Material from a point labeling set:
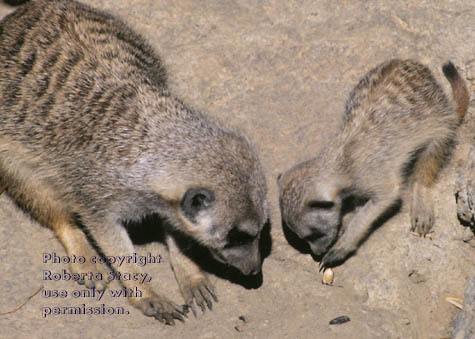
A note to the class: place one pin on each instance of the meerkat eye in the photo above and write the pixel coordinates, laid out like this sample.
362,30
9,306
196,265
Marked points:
196,200
320,204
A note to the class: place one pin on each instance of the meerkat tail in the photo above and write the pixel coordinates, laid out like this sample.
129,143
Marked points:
459,89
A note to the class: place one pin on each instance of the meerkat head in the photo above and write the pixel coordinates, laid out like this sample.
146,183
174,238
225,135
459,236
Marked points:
311,204
223,205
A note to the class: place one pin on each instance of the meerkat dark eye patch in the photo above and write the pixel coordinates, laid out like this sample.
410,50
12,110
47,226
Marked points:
320,204
196,200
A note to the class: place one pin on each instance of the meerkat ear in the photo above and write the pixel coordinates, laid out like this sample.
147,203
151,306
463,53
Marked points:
196,200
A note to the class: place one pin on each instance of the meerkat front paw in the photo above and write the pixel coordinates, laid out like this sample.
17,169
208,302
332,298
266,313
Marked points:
160,308
422,211
199,290
465,195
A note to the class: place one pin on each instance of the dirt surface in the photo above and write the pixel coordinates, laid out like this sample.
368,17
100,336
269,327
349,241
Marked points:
279,71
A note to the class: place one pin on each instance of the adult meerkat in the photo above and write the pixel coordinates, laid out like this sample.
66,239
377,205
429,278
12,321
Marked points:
91,138
397,133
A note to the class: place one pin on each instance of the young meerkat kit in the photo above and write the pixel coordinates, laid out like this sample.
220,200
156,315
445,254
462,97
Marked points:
91,139
398,132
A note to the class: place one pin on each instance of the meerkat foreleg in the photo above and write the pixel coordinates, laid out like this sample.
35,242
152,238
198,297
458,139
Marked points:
358,228
193,282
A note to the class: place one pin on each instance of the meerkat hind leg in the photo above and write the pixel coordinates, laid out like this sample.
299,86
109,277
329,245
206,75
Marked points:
114,240
425,174
193,282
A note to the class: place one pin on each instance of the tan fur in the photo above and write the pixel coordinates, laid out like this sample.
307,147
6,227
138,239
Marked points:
91,139
398,132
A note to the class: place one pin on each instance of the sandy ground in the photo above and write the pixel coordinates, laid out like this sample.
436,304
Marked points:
279,71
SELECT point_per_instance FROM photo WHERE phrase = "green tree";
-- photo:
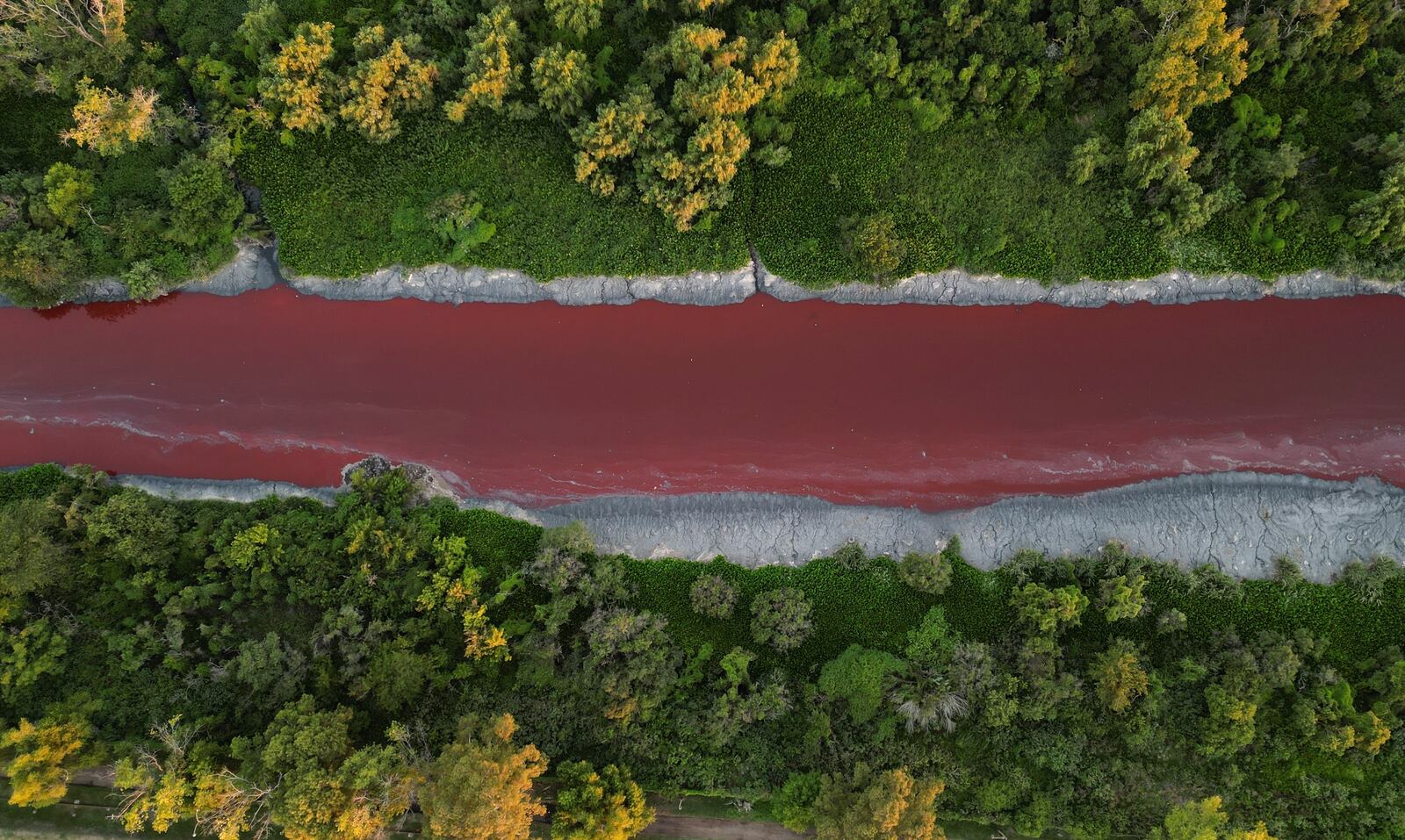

TASK DETAILS =
Recast the material as a Markdown table with the columns Row and Line, starting with the line containing "the tan fur" and continuing through the end of the material. Skip blank lines and leave out the pictures.

ANSWER TO THIS TASK =
| Row | Line |
|---|---|
| 1 | A note to the class: place one pin on each instance of the tan fur in the photo above and write the pixel coordinates, laid out like this sample. |
| 2 | 307,147 |
| 3 | 6,227 |
| 4 | 138,239 |
| 5 | Marked points: |
| 6 | 91,139 |
| 7 | 398,132 |
| 8 | A note to the class: place one pin on each instance of the sandy ground in the photo above and write the pixel coordinates, laid out like this sample. |
| 9 | 436,304 |
| 10 | Marked points: |
| 11 | 279,71 |
| 12 | SELECT point_per_instance FROM photo WHERE phrase = "green tree"; |
| 13 | -- photo: |